In a sunny corner overlooking the yacht-filled harbor, a handful of Cannes’ youngest visitors are bouncing around a vibrant-colored carpet in the first-ever creche at the world’s biggest film festival.
The brainchild of three film industry mothers struggling to juggle being a parent with the grueling annual run of festivals, Le Ballon Rouge (The Red Balloon) is a light, airy room “where children are the new VIPs.”
Kids had previously been a very rare sight at the annual celebrity-filled festival, which thrives on glitz and glamour but has done little to meet the practical needs of movers and shakers with babies or toddlers in tow.
But for the first time this year, the festival has opened the special day care center to lend a hand to parents in the film industry.
It follows a similar nursery, “playhouse and nap room,” set up at the Sundance film festival last year by the US-based Moms in Film group, which had railed at the lack of child-friendly facilities at Cannes.
It takes women to get together
It’s the morning of the opening of the Cannes creche and a handful of youngsters are playing with soft toys, while others try to nap in a space that also has fenced-off outdoor areas shaded by parasols.
Three young nannies and a nurse from the Paris-based service “Nanny Please” are on hand to sing, color, draw and make lunch, helped by two local volunteers, with the children housed in a pavilion by the harbor.
Coming from Los Angeles for her first visit to the Cannes festival, Gail Greaves said she had been planning on hiring someone to watch her 2-year-old daughter, Arabella.
But with the festival running for 12 days, going private can quickly get expensive.
“You can’t really do much when they’re crying,” she said. “I was going to bring a nanny or get one locally but you’re looking at 20 to 30 euros ($22-34) an hour.”
But searching online, she found Le Ballon Rouge and quickly booked a place. Accredited festival goers can obtain special passes for their children to use the day care service which is open from 10 a.m. to 6 p.m. and costs 50 euros per day.

> **Goal 1**
State how many lines of the listing below contain the string "whereabouts", matching case exactly, and reply with only that number.
> **Goal 2**
Write what comes next in the article about the Cannes film festival creche, picking up after its final sentence.

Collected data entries
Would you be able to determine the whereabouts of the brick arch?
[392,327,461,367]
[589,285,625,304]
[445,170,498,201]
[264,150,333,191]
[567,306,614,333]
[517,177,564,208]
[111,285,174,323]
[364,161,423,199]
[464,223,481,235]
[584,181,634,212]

> **Written reply 1**
1

> **Written reply 2**
“This is amazing! They have all of this, and other kids to play with,” Greaves smiled. “It takes women coming together to make something happen.”
Three film industry professionals with young children came up with the idea a few months ago while sharing tips about how to handle the work-life balance. Together they founded “Parenting at Film Festivals.”
“We were just comparing notes on how hard it was to be a parent at a festival,” said Michelle Carey, an Australian film programmer and one of the three women who founded the group.
During last year’s festival, she had to dash back to her hotel room some 20 minutes away just to feed her infant son, which was both difficult and impractical. And she wasn’t alone.
50/50 push for equality
“In January, we started talking with other friends in the industry, just sharing tips, then at the Berlin film festival we met several festival representatives,” she told AFP as her 2-year-old son raced around the room giggling.
Coming up with a plan, the three approached the festival organizers and Cannes’ sprawling film market and by April, the initiative was in place.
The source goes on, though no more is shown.